> [TASK OBJECTIVE] Reproduce exactly the lines beginning with the line that contains "The service MUST return one point per instance of the corrugated" and ending at the final line of the material below.

> [SUPPLIED INFORMATION]
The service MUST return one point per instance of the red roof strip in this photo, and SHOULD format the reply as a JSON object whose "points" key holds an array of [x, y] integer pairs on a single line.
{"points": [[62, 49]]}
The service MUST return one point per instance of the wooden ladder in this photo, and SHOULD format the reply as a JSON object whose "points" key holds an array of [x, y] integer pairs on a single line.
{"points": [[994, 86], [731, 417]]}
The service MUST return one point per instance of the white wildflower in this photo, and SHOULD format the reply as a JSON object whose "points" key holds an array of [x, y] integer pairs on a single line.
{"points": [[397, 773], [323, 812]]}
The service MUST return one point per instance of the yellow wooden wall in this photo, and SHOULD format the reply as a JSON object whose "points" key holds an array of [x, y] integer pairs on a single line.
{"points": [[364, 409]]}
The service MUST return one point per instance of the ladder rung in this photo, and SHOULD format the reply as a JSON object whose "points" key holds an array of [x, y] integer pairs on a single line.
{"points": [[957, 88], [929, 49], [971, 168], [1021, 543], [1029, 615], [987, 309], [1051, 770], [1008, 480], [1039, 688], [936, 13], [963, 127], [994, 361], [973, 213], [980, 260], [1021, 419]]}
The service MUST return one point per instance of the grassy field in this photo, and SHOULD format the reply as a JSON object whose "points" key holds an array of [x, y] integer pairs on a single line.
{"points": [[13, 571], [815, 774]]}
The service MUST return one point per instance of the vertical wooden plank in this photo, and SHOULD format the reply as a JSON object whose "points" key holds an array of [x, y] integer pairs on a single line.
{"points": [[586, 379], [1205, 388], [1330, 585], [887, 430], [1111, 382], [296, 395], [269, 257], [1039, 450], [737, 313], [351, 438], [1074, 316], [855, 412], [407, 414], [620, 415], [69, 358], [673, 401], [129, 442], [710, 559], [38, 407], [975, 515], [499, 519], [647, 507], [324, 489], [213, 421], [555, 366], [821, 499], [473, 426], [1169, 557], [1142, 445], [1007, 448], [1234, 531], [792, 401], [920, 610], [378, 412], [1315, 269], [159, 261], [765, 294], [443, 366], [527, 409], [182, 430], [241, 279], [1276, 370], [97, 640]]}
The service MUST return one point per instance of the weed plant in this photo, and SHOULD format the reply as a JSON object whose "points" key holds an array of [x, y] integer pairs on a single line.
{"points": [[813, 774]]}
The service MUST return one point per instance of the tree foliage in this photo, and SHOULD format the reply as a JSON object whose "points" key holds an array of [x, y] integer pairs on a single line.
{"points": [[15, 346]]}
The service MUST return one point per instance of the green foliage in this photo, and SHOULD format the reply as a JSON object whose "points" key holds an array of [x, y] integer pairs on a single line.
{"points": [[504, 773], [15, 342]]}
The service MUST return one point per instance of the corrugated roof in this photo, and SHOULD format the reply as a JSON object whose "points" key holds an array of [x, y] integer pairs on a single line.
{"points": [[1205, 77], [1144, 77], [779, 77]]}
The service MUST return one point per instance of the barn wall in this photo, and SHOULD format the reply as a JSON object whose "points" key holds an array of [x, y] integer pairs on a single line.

> [FINISHED TASK]
The service MUST return one point per instance of the corrugated roof in this photo, and SHOULD format the reply as a JSON object whose "points" key holds an array of [x, y] integer pairs on a single line.
{"points": [[1205, 77], [1144, 77], [779, 77]]}
The service MUST return one point per instance of the barn wall in this photo, and SHOULD format the reply as a JSON object whose "points" key holds an array of [x, y] integer pairs on a single line.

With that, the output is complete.